*Records from a collection*
• • • • • • •
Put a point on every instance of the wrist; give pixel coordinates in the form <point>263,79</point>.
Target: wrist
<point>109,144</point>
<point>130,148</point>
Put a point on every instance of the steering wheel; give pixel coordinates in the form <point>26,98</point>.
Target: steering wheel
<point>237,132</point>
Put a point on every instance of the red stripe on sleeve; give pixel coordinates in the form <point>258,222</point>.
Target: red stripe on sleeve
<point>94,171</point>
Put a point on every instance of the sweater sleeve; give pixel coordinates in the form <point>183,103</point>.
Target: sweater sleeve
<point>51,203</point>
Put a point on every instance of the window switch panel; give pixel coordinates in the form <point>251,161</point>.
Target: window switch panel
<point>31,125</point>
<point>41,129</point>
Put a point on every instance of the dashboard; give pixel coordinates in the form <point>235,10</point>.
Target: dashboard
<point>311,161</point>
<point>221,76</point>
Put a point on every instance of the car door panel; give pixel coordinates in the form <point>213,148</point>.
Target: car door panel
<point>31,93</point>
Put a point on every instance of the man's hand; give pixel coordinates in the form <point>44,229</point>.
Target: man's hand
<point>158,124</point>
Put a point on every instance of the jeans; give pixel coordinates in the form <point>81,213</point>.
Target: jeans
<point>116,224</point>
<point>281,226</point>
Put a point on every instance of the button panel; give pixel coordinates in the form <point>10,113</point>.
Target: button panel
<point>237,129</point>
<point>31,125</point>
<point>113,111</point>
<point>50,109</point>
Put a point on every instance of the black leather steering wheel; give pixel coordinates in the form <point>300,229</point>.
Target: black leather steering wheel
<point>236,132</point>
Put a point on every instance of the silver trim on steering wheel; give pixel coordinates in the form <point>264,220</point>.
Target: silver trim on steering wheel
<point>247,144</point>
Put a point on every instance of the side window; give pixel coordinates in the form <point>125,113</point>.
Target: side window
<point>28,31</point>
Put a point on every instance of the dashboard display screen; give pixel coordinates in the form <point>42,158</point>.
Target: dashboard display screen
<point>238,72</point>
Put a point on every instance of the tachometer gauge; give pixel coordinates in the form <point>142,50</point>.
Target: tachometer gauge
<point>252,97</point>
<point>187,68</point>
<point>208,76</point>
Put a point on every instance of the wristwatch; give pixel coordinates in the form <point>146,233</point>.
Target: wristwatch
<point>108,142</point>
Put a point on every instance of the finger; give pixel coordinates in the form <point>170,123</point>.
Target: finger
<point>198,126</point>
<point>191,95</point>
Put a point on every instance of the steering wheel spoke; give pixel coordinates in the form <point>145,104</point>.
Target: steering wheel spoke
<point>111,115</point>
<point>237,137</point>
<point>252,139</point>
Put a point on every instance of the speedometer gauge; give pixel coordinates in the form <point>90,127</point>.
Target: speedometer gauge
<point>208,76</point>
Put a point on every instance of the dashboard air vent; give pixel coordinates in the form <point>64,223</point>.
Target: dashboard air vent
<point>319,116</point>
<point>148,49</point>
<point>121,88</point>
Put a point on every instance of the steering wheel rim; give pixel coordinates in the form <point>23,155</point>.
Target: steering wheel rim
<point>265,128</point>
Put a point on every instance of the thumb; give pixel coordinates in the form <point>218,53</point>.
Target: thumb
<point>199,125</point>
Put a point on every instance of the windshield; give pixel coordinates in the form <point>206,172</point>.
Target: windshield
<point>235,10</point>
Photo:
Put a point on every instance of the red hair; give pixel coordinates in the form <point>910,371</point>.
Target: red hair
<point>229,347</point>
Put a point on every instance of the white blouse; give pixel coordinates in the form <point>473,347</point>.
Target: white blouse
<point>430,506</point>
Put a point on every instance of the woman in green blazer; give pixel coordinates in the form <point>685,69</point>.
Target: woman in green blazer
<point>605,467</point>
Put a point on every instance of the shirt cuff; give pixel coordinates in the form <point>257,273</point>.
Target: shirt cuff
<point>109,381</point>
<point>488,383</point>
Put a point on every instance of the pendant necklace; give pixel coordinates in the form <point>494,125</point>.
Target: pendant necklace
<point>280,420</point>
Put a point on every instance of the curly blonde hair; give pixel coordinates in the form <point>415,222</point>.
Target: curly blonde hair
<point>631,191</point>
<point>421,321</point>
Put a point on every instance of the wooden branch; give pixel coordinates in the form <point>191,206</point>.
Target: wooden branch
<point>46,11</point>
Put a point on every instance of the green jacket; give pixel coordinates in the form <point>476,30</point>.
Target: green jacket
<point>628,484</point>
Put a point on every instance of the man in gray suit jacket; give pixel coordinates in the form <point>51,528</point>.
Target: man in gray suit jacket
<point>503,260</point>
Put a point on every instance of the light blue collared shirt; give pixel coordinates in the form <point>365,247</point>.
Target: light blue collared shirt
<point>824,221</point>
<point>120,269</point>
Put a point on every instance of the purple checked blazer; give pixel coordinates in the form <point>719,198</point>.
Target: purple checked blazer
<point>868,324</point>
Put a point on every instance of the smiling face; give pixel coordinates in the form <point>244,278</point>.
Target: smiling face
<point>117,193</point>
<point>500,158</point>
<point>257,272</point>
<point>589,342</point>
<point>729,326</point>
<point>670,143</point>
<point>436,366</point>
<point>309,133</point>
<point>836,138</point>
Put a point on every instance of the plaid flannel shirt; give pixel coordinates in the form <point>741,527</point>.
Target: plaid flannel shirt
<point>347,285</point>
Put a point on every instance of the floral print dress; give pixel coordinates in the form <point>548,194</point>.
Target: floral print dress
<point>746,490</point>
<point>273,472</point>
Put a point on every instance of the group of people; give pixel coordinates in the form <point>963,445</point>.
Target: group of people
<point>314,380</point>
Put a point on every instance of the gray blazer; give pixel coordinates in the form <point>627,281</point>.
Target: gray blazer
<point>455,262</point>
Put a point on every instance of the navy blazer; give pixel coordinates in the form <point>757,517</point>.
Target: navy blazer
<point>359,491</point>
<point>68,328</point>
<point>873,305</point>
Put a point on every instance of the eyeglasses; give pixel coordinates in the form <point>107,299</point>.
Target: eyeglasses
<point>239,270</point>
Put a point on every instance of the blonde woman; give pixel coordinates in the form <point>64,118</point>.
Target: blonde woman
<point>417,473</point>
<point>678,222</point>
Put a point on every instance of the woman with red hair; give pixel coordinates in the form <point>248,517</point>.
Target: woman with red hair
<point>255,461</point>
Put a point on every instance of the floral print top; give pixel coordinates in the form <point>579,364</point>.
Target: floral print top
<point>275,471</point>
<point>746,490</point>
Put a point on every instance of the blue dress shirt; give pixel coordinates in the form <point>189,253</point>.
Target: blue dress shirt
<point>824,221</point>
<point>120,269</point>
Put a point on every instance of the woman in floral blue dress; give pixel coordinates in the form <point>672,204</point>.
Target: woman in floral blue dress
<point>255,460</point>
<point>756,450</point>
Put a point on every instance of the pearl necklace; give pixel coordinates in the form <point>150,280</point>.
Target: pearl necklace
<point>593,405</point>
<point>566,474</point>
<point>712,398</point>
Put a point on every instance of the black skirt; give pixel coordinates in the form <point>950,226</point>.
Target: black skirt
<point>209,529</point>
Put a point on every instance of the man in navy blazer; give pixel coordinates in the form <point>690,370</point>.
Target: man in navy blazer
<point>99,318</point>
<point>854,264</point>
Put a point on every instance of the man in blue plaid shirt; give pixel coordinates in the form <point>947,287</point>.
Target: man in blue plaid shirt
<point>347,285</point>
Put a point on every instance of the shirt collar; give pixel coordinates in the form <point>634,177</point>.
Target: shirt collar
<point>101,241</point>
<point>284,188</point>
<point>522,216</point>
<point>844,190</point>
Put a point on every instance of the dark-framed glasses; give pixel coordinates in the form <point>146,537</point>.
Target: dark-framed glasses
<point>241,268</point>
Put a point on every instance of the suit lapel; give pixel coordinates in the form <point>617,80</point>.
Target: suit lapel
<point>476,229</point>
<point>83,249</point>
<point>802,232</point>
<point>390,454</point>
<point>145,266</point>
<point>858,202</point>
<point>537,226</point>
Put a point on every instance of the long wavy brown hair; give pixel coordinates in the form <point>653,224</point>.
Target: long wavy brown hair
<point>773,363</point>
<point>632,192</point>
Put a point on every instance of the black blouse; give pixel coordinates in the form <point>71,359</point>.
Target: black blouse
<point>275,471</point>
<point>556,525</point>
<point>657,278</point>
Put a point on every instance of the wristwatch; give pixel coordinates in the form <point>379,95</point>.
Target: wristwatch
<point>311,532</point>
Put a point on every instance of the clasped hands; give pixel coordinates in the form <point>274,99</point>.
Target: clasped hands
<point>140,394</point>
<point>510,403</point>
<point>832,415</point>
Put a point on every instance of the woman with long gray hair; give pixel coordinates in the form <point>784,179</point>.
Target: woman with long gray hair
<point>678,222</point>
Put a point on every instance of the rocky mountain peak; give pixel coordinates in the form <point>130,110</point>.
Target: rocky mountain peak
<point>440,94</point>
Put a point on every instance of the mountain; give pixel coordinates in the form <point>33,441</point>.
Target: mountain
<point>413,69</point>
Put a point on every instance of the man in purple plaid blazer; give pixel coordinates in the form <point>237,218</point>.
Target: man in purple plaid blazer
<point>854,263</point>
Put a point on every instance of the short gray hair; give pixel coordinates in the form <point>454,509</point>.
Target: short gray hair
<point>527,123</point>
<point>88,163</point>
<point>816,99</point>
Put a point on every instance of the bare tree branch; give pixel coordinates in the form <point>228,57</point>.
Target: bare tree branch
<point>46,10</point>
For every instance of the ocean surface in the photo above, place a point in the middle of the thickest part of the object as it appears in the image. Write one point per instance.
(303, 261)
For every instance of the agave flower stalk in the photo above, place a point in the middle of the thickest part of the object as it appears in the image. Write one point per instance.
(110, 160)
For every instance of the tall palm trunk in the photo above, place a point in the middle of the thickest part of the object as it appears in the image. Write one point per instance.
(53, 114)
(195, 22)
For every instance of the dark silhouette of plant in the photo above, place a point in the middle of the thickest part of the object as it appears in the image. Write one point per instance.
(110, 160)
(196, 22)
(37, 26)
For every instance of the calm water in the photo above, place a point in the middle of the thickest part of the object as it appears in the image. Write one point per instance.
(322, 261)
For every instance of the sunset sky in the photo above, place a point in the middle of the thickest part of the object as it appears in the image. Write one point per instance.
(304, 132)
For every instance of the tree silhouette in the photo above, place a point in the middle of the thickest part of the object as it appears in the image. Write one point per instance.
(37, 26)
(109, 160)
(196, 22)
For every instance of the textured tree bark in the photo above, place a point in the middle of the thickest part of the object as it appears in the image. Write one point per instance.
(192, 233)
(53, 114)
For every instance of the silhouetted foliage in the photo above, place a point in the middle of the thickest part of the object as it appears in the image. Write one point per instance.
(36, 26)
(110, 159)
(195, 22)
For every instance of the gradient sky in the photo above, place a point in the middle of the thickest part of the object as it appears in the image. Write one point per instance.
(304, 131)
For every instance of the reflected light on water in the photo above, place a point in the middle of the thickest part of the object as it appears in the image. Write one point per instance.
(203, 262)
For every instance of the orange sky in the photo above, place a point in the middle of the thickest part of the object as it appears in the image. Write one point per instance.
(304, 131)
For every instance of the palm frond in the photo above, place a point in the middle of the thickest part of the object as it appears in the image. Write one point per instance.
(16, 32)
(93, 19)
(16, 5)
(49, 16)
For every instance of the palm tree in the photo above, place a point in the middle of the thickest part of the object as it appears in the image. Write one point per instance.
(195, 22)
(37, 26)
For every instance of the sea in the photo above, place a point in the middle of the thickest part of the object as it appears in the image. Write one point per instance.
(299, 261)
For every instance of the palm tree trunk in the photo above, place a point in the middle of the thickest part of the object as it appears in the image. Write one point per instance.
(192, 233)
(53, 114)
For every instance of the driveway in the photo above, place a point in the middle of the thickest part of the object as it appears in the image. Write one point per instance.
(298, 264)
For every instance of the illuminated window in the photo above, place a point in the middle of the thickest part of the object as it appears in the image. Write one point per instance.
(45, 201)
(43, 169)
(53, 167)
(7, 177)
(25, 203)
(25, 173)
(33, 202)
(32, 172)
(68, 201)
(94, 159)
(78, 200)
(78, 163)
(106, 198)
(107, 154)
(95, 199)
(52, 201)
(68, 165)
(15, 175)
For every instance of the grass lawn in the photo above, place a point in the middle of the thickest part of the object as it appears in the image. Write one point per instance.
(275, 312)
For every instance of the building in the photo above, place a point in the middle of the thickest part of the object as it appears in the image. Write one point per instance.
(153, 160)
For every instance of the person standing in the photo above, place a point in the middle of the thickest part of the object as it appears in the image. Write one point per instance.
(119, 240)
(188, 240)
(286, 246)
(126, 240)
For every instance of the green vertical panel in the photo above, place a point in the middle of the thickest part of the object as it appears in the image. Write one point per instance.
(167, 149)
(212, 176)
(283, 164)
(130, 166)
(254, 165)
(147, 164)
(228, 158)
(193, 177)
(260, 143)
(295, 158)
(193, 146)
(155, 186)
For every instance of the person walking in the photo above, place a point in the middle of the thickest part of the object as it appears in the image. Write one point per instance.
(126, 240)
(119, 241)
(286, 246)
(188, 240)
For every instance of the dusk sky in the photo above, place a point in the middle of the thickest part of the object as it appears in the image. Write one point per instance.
• • • • • • •
*YOUR OBJECTIVE*
Working from the data above, extract solely the lines from the one containing "Target: steering wheel rim" through the one containing "Put a point on every instance of the purple", exactly as they appear, both included.

*ANSWER*
Target: steering wheel rim
<point>265,128</point>
Put a point on every instance of the thumb; give pixel coordinates in the form <point>218,53</point>.
Target: thumb
<point>199,125</point>
Put a point on every instance of the windshield; give pixel coordinates in the form <point>206,172</point>.
Target: windshield
<point>235,10</point>
Photo:
Put a point on every instance of the red hair; give pixel coordinates in the form <point>910,371</point>.
Target: red hair
<point>229,347</point>
Put a point on every instance of the white blouse; give pixel coordinates in the form <point>473,347</point>.
Target: white blouse
<point>430,506</point>
Put a point on every instance of the woman in green blazer; give pixel coordinates in the form <point>685,69</point>.
Target: woman in green blazer
<point>605,467</point>
Put a point on every instance of the shirt cuff; give pixel coordinates in the form <point>257,273</point>.
Target: shirt cuff
<point>109,381</point>
<point>488,383</point>
Put a point on every instance of the pendant necklace; give pixel coordinates in the form <point>494,125</point>.
Target: pendant necklace
<point>280,420</point>
Put a point on every instance of the curly blonde hair; give pixel coordinates in the form <point>415,222</point>.
Target: curly blonde hair
<point>631,191</point>
<point>421,321</point>
Put a point on every instance of the wooden branch; give pixel coordinates in the form <point>191,206</point>.
Target: wooden branch
<point>46,11</point>
Put a point on every instance of the green jacket; give pixel coordinates in the form <point>476,30</point>.
Target: green jacket
<point>628,484</point>
Put a point on every instance of the man in gray suit jacket; give pixel coordinates in the form <point>51,528</point>.
Target: man in gray suit jacket
<point>503,260</point>
Put a point on every instance of the light blue collared shirt; give pixel coordinates in the form <point>365,247</point>.
Target: light blue collared shirt
<point>824,221</point>
<point>120,269</point>
Put a point on every instance of the purple checked blazer; give pixel coordinates in the form <point>719,198</point>.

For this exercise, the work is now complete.